> _Work instruction_: Where a picture appears, leave it out, and transcribe all the lines below exactly.

> _Listed entries_:
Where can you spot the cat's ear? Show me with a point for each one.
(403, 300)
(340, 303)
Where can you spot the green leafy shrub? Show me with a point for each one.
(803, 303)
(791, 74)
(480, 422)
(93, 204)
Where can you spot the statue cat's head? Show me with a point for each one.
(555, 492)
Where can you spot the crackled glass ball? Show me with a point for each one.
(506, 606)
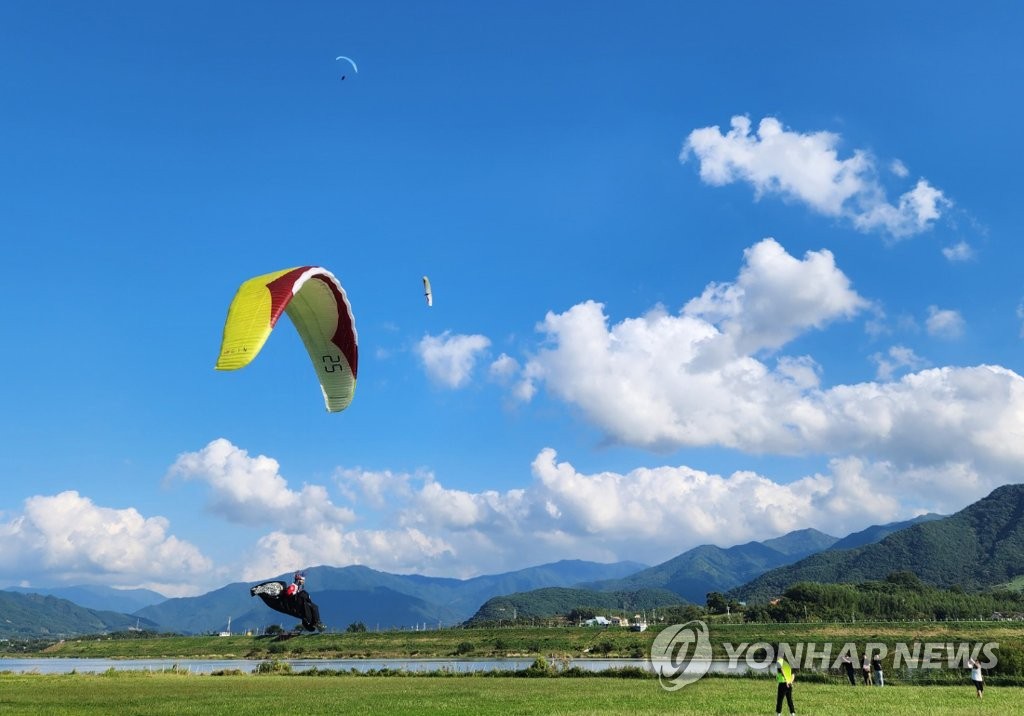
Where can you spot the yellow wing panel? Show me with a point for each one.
(248, 325)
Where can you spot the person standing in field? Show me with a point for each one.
(783, 677)
(976, 677)
(848, 668)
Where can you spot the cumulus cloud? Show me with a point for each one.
(647, 513)
(898, 359)
(68, 539)
(776, 297)
(667, 381)
(944, 323)
(450, 360)
(251, 490)
(807, 168)
(663, 381)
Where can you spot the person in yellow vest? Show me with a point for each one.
(783, 676)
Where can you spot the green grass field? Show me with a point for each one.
(154, 695)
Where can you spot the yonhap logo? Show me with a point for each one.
(681, 655)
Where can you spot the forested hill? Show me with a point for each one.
(709, 569)
(40, 616)
(979, 547)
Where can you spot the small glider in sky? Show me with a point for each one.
(350, 61)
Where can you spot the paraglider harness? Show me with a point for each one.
(295, 602)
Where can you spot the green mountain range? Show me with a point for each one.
(350, 594)
(32, 616)
(982, 546)
(709, 569)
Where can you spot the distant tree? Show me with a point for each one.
(717, 603)
(581, 614)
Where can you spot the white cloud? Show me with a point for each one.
(898, 359)
(251, 491)
(807, 168)
(958, 252)
(68, 539)
(667, 381)
(648, 513)
(663, 381)
(776, 297)
(504, 369)
(944, 323)
(449, 359)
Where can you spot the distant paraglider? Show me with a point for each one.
(350, 61)
(427, 292)
(317, 305)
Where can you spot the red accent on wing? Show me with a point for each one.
(344, 336)
(281, 292)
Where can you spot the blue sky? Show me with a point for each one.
(701, 275)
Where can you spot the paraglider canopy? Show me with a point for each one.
(350, 61)
(316, 303)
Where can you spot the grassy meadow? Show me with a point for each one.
(177, 695)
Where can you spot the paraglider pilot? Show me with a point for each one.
(308, 612)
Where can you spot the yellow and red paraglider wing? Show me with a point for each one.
(317, 305)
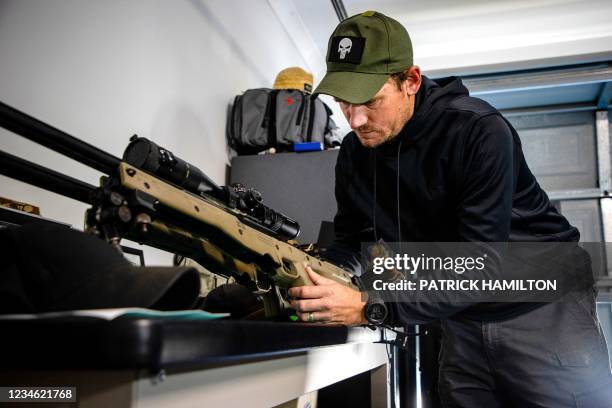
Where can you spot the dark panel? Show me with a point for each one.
(354, 392)
(300, 185)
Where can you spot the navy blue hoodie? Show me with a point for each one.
(455, 173)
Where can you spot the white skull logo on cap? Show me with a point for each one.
(344, 47)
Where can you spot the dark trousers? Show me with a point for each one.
(554, 356)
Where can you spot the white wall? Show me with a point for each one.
(104, 70)
(472, 36)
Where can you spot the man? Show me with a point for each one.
(428, 163)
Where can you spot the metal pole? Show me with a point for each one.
(61, 142)
(45, 178)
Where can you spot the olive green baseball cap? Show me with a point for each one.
(361, 54)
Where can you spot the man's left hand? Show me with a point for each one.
(327, 301)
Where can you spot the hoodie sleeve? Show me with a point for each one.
(487, 183)
(486, 186)
(350, 226)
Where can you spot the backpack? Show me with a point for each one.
(263, 118)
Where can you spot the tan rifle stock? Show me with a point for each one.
(282, 263)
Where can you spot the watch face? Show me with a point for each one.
(376, 312)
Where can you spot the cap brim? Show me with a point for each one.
(352, 87)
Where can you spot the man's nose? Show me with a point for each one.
(358, 116)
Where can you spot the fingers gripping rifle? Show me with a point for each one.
(155, 198)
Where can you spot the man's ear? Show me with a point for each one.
(413, 80)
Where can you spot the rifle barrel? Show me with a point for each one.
(54, 139)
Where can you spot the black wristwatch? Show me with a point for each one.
(375, 309)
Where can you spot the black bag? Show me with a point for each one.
(263, 118)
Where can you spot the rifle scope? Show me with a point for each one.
(147, 155)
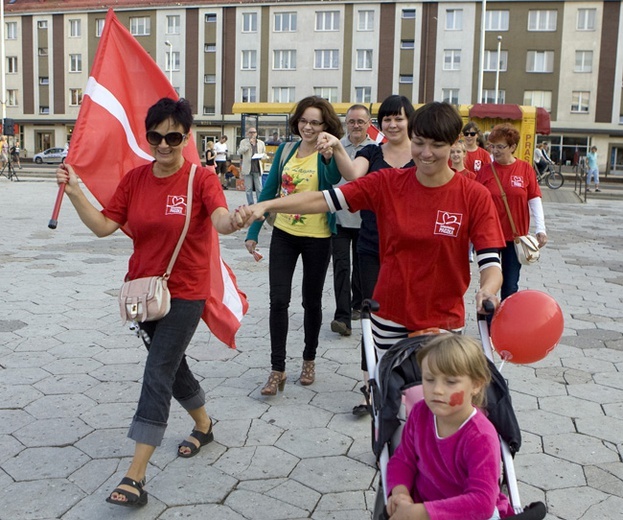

> _Finished exercise_:
Where can you spot the cat's ear? Show me with a point for each one.
(403, 300)
(340, 303)
Where can you spot the green leafy shrub? Show me with a point for each one.
(803, 303)
(791, 74)
(480, 422)
(93, 204)
Where can you spot the statue cat's head? Show me with a point for each one.
(555, 492)
Where can you spot the crackled glass ball? Show me with a point for each one.
(506, 606)
Where can you spot the yellow wing panel? Show me with a point for each one.
(248, 325)
Where can you spot the person standing in field? Show me with a point for each one.
(783, 677)
(976, 677)
(848, 668)
Where can you spot the cumulus cloud? Show me with a point for each one.
(647, 513)
(898, 359)
(68, 539)
(776, 297)
(667, 381)
(944, 323)
(450, 360)
(251, 490)
(807, 168)
(663, 381)
Where can you spot the person in yellow vest? Show me with a point for each one.
(783, 676)
Where can you spot the green grass field? Show me with a point for each one.
(154, 695)
Where can you spot the yonhap logo? Show me with a point for each one.
(681, 655)
Where can you spot the forested hill? Show me with a point for each one.
(709, 569)
(40, 616)
(979, 547)
Where can you spot the small glider in sky? Show me with a point for each one.
(350, 61)
Where can you spot the paraglider harness? Show me with a point for each one.
(295, 602)
Where can you spot the green mountain range? Show me with a point for each one.
(350, 594)
(32, 616)
(982, 546)
(709, 569)
Where can you spot the distant tree? Show me with a point for each one.
(717, 603)
(581, 614)
Where can you spot the white cloud? Show me with a point for each one.
(898, 359)
(251, 491)
(807, 168)
(958, 252)
(68, 539)
(667, 381)
(648, 513)
(663, 381)
(776, 297)
(504, 369)
(944, 323)
(449, 359)
Where can you spot the distant paraglider? Show me with a point for each one.
(350, 61)
(427, 292)
(317, 305)
Where can you spot the red accent on wing? Show me with a point for each one.
(344, 336)
(281, 292)
Where can you spot the blue sky? Show me with a point for each one.
(701, 275)
Where can you spot the paraglider canopy? Show me with a point for each one.
(350, 61)
(316, 303)
Where can you spot the grassy meadow? Show me with a point for each one.
(177, 695)
Where can you spot the paraglider pilot? Show me with a point for each one.
(308, 612)
Where can you spot the yellow and red paraglider wing? Show me with a point for each one.
(317, 305)
Where can you spot the dark panel? Show me with a point for each one.
(354, 392)
(300, 185)
Where can you spot the navy blue hoodie? Show me with a point for each one.
(455, 173)
Where can you spot the white skull logo on cap? Show me with a point for each one.
(344, 47)
Where can you spot the dark trousers? Show me with a point for each one.
(554, 356)
Where can you spot the white wall? Show me with a point for each one.
(104, 70)
(472, 36)
Where can you spot the man? Show me with a point for each one.
(428, 163)
Where can you spot the metal pole? Show me with a point for each one.
(61, 142)
(45, 178)
Where can you spot the olive green baseball cap? Show me with a point for each one.
(361, 54)
Where can you spot the man's left hand? Show me with a point for each one.
(327, 301)
Where can you spot the hoodie sleeve? Show me with a point for each one.
(487, 183)
(486, 186)
(350, 226)
Where can you spot the backpack? Show me with a point for each one.
(263, 118)
Where can you spot the tan rifle stock? Show me with a point for each one.
(282, 263)
Where can you spot the watch face? Show me with a point for each one.
(376, 312)
Where can you spot the cap brim? Show me with a point for each one.
(352, 87)
Where can you spot the man's nose? Show me with a point for each one.
(358, 116)
Where can you spot the fingers gripping rifle? Show me with a point for each one.
(155, 198)
Where can you spot the man's ear? Show me with a point for each one.
(413, 80)
Where can you spot the rifle barrel? Show me with a point for each one.
(54, 139)
Where can you spot the black wristwatch? Show me with a point for each one.
(375, 309)
Where can you spot the black bag? Show me with a point for each one.
(263, 118)
Where can you spot the rifle scope? Show me with a point for each one.
(147, 155)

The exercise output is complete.